====== RECORDS FOR THIS TASK

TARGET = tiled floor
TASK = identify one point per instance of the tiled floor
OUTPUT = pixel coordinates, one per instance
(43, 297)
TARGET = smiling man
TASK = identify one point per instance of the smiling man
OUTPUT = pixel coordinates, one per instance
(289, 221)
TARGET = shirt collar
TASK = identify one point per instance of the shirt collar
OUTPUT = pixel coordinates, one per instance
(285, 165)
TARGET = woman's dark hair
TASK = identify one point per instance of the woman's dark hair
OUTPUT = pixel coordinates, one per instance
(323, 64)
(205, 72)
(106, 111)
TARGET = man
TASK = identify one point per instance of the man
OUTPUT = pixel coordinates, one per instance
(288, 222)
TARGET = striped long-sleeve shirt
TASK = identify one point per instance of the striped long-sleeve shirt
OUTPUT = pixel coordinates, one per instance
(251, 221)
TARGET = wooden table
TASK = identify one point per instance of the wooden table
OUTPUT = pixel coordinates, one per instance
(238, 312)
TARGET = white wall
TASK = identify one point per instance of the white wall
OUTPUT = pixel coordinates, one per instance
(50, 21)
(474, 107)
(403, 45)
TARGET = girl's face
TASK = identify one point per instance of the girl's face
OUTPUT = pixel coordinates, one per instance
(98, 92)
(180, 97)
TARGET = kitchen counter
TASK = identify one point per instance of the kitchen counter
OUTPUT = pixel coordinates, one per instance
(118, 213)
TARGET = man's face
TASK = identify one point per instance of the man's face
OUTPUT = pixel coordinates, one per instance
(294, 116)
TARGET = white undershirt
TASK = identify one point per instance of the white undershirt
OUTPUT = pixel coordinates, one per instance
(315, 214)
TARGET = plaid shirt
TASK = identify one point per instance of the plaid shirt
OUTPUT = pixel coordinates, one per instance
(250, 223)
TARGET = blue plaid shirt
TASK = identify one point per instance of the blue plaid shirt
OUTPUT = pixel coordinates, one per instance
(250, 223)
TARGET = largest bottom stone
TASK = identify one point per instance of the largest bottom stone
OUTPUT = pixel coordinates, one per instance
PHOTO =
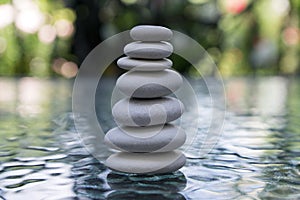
(146, 163)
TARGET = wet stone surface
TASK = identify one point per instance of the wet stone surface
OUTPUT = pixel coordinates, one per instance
(256, 157)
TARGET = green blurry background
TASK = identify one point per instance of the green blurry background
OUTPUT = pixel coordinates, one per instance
(47, 38)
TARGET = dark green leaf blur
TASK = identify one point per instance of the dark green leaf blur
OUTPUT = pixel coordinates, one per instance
(50, 38)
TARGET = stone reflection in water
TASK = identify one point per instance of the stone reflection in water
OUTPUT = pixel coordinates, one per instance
(133, 186)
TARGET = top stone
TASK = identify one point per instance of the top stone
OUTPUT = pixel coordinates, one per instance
(149, 33)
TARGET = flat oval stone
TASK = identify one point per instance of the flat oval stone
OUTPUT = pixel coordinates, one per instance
(140, 84)
(147, 112)
(146, 163)
(157, 138)
(144, 65)
(151, 33)
(147, 50)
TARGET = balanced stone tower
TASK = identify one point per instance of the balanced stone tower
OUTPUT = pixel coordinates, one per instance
(146, 138)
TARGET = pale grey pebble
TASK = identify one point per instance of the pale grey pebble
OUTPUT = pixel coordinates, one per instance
(151, 33)
(141, 84)
(147, 112)
(159, 138)
(146, 163)
(148, 50)
(144, 65)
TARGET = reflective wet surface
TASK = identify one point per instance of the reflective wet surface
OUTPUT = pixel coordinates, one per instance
(256, 157)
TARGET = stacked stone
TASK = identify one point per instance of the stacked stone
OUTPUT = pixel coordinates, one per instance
(146, 139)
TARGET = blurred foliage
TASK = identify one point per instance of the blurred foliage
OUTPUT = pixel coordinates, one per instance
(48, 37)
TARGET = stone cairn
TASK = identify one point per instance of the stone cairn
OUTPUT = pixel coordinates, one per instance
(146, 139)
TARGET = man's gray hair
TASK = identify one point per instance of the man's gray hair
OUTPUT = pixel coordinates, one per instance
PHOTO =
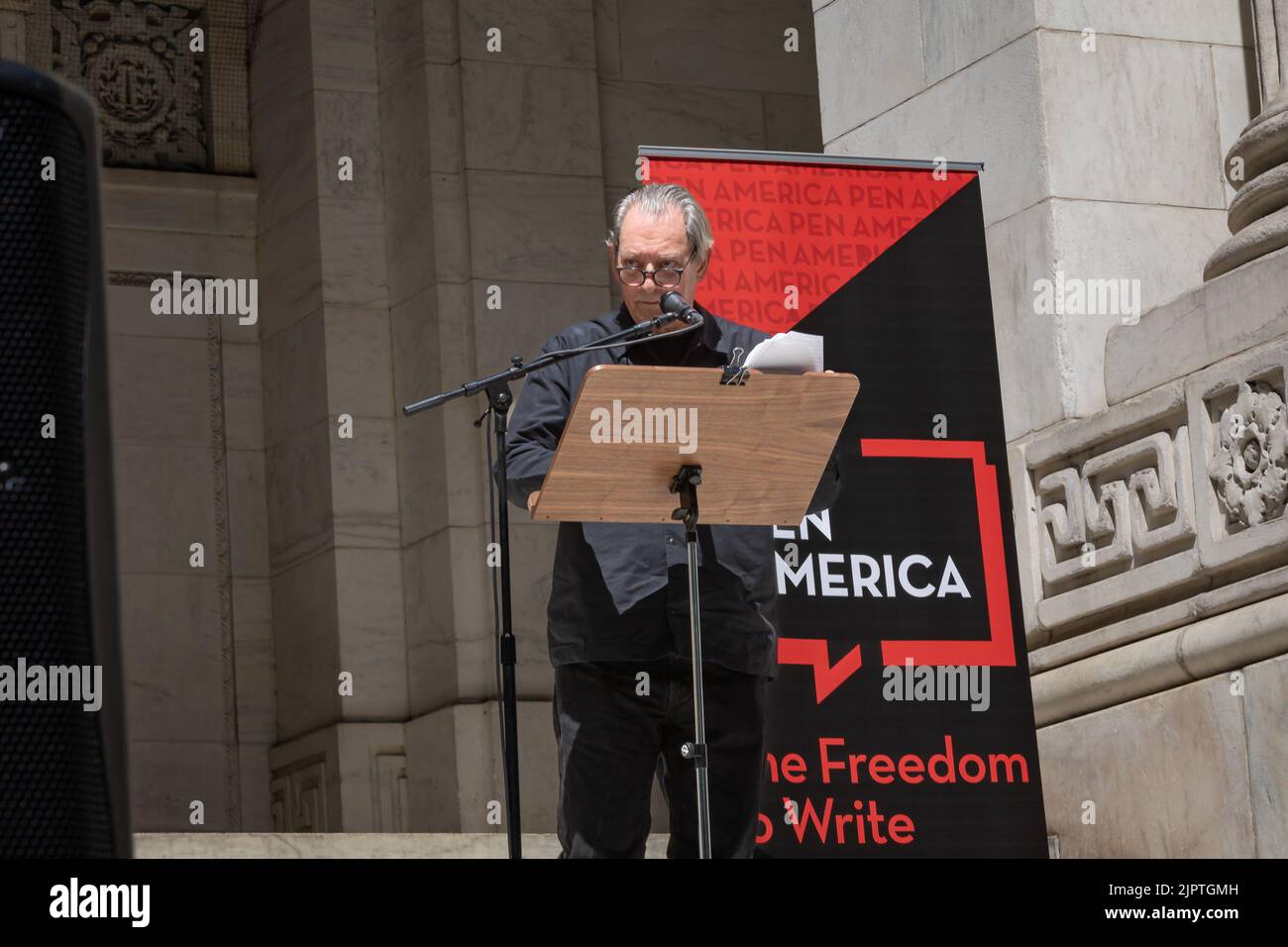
(656, 200)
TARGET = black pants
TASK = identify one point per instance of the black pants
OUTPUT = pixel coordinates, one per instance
(613, 740)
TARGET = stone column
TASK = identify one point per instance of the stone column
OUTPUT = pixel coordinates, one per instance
(13, 29)
(1257, 163)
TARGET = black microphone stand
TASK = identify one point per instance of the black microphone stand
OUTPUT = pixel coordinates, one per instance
(500, 401)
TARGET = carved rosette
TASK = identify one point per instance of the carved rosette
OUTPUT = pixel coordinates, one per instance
(1248, 468)
(138, 63)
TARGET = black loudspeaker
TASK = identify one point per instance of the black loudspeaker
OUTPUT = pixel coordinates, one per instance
(62, 767)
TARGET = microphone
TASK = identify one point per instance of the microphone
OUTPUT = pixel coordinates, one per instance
(675, 304)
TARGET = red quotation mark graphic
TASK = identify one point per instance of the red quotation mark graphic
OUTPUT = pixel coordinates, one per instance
(999, 650)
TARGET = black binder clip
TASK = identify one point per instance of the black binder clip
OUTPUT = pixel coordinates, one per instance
(732, 372)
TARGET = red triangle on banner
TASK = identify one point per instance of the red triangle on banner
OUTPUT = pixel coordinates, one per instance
(790, 235)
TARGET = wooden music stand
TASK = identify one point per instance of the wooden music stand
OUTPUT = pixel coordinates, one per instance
(758, 449)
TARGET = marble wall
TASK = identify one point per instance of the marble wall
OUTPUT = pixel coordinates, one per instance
(1145, 447)
(487, 142)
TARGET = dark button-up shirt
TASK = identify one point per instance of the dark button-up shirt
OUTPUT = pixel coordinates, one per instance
(619, 590)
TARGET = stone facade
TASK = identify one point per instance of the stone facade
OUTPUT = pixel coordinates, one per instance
(480, 159)
(1146, 449)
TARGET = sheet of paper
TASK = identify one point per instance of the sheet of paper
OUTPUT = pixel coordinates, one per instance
(787, 352)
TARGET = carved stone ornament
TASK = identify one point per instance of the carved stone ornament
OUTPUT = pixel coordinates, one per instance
(1248, 470)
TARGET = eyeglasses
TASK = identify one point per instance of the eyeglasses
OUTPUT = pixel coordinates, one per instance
(664, 277)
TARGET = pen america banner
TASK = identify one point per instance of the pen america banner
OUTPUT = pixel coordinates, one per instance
(901, 722)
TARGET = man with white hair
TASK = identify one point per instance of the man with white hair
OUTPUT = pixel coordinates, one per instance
(618, 600)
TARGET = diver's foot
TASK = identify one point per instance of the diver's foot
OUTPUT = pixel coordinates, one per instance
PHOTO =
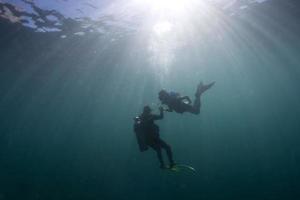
(162, 166)
(172, 165)
(202, 88)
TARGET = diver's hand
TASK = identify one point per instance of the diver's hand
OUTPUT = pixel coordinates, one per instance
(161, 109)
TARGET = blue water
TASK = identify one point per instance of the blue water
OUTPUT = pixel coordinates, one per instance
(74, 74)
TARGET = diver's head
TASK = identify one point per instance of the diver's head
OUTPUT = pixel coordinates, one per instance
(162, 95)
(147, 110)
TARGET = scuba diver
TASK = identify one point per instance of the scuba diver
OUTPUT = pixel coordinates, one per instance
(147, 133)
(180, 104)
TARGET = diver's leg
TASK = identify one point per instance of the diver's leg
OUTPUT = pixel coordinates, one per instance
(168, 149)
(157, 148)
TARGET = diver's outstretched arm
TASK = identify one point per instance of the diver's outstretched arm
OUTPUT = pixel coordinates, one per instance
(187, 98)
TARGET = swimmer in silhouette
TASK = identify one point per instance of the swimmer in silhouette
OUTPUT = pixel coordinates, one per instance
(148, 135)
(181, 104)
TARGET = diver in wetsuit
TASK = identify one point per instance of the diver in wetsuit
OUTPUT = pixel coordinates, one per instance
(145, 126)
(180, 104)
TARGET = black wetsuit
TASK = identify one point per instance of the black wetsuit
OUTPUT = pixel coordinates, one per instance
(152, 136)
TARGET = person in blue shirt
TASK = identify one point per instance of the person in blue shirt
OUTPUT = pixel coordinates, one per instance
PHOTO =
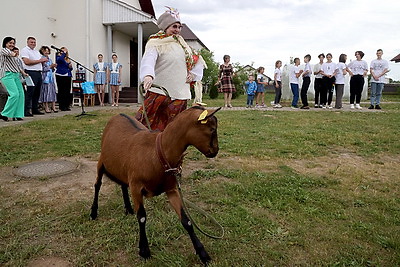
(251, 89)
(64, 79)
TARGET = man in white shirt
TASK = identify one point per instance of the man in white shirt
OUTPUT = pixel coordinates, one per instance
(306, 81)
(378, 68)
(294, 75)
(32, 60)
(318, 84)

============

THE EXERCISE: Retype the line containing "TARGET = man with white hair" and all lines after it through the end of the material, exactly and only those, leaving out pictures.

OUTPUT OF THE TASK:
TARGET = man with white hair
TASK = identify one point per instance of the man with white hair
OUTPUT = pixel coordinates, one per instance
(618, 600)
TARGET = diver's foot
TASK = identify one point per instance of the diver's foot
OUTPUT = pixel coordinates, one per instance
PHOTO =
(162, 166)
(172, 165)
(202, 88)
TARGET = diver's hand
TASK = identify one point per instance of the diver's hand
OUTPUT = pixel coordinates, one per instance
(161, 109)
TARGET = blue water
TASK = identify one point per instance of the blue water
OUTPUT = pixel coordinates, one per instance
(74, 74)
TARGET = diver's head
TASK = identify one point per instance of the diver's head
OUTPUT = pixel coordinates, one per instance
(162, 95)
(147, 110)
TARGET = scuba diver
TASK = identify one point per instance of the scuba diver
OUTPUT = pixel coordinates, one per instance
(147, 133)
(180, 104)
TARGET = diver's leg
TASK = identify one point per instance of the diver's leg
OUTPUT = pixel coordinates, one per instance
(168, 149)
(157, 148)
TARGET = diver's outstretched arm
TASK = identify one point per instance of the diver's outstretched arm
OUTPUT = pixel coordinates, one per instance
(187, 98)
TARGET = swimmer in silhouette
TASK = identify one point per instance of the swimmer in silhouette
OUTPUT = pixel coordinates, one per instance
(148, 135)
(181, 104)
TARGET = diver in wetsuit
TASK = identify one point per instance of the diver in wetsuit
OUTPUT = pixel coordinates, one per instance
(145, 126)
(180, 104)
TARGET = black wetsuit
TASK = identify one point per instance of the black wetsuit
OUTPUT = pixel coordinates, one per instance
(152, 136)
TARGET = person in blue shirt
TASK = identify one point per instance of the person in blue shirt
OUTPUT = pixel coordinates, one per instance
PHOTO =
(251, 89)
(64, 79)
TARGET = man in white shirt
TASK = identify one point per instance of the man in white shirt
OUTPUT = pixel coordinates, one per instance
(306, 81)
(378, 68)
(294, 75)
(32, 60)
(318, 84)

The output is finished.